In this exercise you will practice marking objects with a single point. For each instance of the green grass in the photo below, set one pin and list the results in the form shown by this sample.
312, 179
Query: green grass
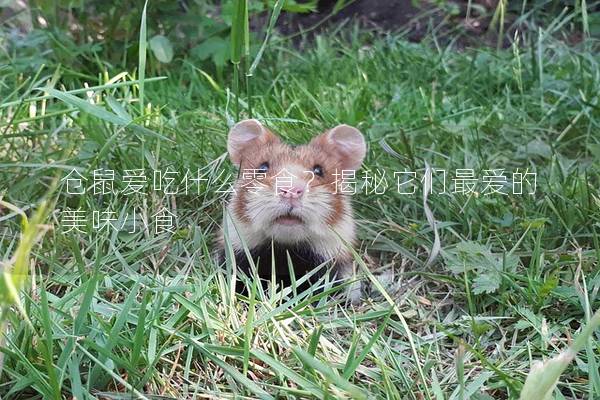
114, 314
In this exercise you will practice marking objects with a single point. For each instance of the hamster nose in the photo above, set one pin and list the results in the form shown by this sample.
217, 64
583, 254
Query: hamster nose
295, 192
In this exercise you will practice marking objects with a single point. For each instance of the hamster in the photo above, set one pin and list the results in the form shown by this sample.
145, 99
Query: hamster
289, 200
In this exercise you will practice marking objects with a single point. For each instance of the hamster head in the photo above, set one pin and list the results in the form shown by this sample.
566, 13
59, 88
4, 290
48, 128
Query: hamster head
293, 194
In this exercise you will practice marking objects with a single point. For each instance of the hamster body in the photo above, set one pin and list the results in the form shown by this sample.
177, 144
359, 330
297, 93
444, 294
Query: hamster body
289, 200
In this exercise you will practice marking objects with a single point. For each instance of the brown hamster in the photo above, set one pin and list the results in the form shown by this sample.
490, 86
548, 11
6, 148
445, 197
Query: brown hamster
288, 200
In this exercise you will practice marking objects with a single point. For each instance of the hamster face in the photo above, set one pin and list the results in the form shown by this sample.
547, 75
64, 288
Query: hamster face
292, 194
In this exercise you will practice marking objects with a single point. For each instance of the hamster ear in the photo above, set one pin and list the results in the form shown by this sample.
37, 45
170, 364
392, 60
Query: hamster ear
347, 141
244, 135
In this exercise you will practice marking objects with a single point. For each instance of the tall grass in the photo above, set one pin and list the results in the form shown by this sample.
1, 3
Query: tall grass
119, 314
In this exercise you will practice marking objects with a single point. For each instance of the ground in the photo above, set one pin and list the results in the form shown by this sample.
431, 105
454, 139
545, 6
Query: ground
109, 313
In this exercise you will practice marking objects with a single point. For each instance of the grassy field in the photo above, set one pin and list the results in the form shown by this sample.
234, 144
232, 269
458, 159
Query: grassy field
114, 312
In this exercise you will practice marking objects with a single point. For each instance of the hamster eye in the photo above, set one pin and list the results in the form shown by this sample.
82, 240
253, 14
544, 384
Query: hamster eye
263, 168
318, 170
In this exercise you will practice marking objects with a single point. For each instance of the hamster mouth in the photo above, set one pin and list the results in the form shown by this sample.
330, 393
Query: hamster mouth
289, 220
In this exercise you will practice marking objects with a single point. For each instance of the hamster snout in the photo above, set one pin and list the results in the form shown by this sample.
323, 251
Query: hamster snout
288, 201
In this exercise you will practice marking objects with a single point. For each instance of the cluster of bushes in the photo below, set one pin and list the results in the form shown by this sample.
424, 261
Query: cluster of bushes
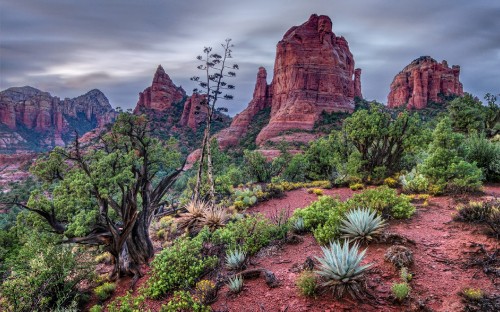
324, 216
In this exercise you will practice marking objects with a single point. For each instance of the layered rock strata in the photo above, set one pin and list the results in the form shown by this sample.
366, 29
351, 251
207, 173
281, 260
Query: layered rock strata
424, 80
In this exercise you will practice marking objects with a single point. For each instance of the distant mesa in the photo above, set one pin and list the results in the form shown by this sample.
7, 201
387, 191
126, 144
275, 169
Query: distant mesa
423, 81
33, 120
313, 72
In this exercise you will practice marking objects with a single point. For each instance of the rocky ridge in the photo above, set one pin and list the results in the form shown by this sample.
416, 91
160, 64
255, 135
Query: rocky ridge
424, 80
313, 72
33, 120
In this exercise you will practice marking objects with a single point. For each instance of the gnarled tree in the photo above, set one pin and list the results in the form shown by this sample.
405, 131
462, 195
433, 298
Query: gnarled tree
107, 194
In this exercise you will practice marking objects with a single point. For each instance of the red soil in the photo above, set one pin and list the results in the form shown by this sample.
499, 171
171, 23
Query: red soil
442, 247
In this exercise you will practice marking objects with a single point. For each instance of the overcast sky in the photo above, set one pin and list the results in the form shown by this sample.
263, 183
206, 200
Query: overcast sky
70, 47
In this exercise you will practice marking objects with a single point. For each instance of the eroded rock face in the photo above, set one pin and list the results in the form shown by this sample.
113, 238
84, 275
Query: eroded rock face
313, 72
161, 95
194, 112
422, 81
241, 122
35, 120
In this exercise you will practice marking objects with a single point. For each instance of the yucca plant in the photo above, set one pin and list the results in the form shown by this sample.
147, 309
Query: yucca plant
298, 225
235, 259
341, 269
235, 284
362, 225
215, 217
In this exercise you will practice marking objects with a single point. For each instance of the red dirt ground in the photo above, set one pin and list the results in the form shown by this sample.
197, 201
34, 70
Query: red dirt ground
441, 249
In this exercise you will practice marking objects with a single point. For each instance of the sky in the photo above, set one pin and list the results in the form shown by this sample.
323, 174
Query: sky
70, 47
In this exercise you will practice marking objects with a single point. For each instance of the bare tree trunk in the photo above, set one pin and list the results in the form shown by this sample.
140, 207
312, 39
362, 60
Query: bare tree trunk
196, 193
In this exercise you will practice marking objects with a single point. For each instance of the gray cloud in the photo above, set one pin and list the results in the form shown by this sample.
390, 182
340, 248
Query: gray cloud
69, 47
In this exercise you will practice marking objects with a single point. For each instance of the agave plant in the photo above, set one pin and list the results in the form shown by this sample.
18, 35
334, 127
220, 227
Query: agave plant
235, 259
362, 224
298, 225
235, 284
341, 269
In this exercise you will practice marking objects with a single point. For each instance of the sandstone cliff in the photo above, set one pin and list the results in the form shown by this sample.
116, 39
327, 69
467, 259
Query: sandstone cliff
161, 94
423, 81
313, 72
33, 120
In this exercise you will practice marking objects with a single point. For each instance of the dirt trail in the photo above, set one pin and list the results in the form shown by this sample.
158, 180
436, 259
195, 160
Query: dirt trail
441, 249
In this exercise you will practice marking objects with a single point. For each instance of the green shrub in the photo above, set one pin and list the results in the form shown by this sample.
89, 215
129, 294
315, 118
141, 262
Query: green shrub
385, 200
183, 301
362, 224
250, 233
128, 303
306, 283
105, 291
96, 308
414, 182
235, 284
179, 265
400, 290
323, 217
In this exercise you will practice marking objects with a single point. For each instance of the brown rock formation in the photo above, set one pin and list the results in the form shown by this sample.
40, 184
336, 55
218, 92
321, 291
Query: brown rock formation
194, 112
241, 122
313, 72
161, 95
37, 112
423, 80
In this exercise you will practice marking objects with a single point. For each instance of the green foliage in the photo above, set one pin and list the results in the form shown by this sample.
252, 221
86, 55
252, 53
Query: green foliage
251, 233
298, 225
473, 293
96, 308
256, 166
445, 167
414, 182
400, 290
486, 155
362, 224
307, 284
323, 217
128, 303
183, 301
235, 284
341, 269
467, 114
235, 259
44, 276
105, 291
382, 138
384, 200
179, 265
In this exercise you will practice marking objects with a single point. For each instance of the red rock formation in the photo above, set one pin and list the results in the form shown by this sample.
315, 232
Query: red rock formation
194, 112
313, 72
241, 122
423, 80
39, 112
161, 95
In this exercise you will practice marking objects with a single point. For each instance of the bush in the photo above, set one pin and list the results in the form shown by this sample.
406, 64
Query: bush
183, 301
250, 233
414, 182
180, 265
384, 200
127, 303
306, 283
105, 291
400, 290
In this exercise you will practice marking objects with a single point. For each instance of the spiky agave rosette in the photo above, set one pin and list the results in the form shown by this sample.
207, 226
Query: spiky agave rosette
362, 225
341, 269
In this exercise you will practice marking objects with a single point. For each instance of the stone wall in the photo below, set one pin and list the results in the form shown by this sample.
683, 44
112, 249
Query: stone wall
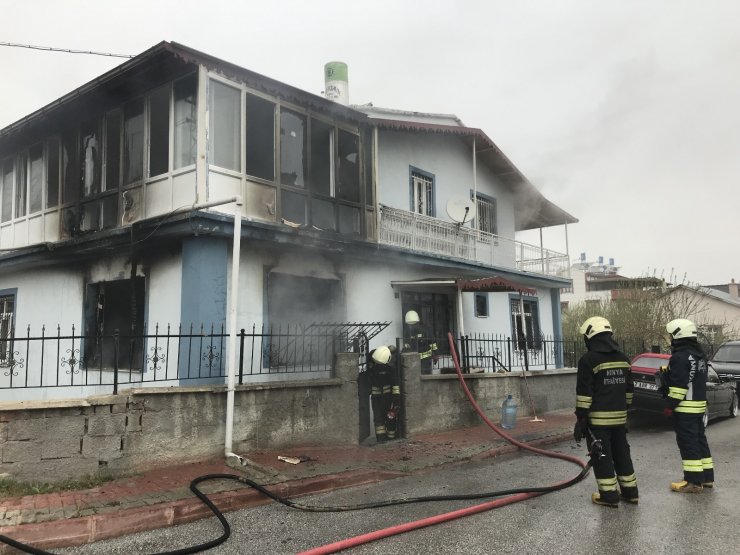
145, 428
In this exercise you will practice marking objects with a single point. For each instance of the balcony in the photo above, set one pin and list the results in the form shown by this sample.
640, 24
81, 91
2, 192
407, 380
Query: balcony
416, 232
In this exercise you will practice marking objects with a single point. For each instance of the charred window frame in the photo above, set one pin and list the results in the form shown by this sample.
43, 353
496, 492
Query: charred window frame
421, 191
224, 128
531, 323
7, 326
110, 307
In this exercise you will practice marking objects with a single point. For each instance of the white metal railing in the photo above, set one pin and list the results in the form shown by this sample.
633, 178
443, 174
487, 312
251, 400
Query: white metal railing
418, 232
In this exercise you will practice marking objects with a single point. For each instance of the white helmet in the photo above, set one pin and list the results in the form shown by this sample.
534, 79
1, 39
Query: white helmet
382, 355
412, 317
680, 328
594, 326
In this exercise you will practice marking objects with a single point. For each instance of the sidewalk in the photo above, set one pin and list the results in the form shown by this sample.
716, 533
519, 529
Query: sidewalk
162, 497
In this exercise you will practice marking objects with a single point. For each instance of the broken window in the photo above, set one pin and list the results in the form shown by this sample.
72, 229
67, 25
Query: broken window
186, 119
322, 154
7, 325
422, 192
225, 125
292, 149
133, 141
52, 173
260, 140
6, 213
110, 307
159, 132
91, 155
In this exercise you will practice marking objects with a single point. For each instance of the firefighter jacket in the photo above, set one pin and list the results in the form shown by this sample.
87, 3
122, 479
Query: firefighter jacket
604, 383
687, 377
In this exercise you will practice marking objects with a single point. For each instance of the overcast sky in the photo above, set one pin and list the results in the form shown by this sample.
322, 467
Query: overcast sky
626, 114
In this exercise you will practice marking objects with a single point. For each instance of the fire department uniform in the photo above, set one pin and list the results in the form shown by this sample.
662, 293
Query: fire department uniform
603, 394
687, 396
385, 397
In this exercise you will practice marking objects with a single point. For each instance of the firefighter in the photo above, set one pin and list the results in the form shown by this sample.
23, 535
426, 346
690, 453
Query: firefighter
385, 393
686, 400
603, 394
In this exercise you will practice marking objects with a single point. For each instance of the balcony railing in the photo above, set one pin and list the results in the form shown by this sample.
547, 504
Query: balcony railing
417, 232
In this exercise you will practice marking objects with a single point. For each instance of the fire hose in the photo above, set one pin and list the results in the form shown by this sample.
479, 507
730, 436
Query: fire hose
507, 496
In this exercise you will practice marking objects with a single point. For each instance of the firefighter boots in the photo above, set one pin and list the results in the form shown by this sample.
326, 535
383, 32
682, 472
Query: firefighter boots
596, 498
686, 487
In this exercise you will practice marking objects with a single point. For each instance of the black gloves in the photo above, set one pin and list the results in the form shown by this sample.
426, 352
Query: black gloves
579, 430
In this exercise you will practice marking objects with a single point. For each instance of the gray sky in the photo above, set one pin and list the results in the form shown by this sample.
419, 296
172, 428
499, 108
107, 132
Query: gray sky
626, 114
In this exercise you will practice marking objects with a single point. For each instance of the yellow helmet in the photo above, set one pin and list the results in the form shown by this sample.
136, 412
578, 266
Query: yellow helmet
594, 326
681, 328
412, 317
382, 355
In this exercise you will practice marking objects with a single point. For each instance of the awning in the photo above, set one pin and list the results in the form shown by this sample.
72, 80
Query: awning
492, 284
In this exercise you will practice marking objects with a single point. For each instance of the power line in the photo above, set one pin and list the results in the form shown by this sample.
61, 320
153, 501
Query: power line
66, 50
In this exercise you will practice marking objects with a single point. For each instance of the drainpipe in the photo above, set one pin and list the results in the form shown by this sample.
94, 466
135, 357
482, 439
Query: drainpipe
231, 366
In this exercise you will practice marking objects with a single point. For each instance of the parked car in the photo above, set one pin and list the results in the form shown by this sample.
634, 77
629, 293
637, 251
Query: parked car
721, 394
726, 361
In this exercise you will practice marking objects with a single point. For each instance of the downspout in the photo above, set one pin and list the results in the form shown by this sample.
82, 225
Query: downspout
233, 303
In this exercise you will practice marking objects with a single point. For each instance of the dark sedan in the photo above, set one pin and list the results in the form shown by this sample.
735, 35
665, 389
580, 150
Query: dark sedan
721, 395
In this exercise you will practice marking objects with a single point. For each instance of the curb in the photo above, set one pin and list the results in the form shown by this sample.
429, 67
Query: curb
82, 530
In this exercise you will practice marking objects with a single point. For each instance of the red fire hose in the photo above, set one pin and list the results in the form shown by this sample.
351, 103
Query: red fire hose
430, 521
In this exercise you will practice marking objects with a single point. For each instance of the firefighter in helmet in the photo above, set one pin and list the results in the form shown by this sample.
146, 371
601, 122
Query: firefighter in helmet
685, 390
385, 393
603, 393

● ● ● ● ●

■ Stated goal
Copy exactly the lines above, from the one containing "of the dark" through the very last line.

■ Solution to the exercise
In this exercise you will practice marking objects with a single point. For each instance of the dark sedan in the photo above, set one pin and list the results in the form shown by this sample.
735, 35
665, 389
580, 150
Query: dark sedan
721, 395
In this exercise you will practice marking objects with a single point. For each instance of the curb in the photo above, set one pin and list the results in the form shown by this sample.
429, 67
Query: curb
82, 530
In this exercise you will practice marking objects with a single point. For each instance of the red fire hose in the photo above, set one pin and list the results in the form shown by this sample.
351, 103
Query: red fire hose
430, 521
In this exercise you will practice marking objects with a single point. For each instance of the firefighter in helmet in the photo above, set one pin and list the results in the form shown by this sample.
146, 371
601, 122
Query: firefighter in helmet
685, 390
385, 393
603, 393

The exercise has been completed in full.